» Problem description: Present every line of the rows below as a numbered list, omitting any blank lines.

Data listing
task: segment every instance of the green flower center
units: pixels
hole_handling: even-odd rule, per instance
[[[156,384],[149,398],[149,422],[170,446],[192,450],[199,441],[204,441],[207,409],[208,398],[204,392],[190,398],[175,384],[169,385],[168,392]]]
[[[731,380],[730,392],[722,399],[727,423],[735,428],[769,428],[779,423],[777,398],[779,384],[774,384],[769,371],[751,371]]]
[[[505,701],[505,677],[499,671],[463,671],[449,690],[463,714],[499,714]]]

» Reply to the exercise:
1. task: segment every instance of the green flower center
2. units: pixels
3. hole_handling: even-odd rule, per instance
4. [[[156,384],[149,398],[149,422],[170,446],[192,450],[199,441],[204,441],[207,409],[208,398],[204,392],[190,398],[175,384],[169,385],[168,392]]]
5. [[[731,380],[730,392],[722,399],[727,423],[735,428],[769,428],[779,423],[777,398],[779,384],[774,384],[769,371],[751,371]]]
6. [[[505,701],[505,677],[499,671],[463,671],[449,690],[463,714],[499,714]]]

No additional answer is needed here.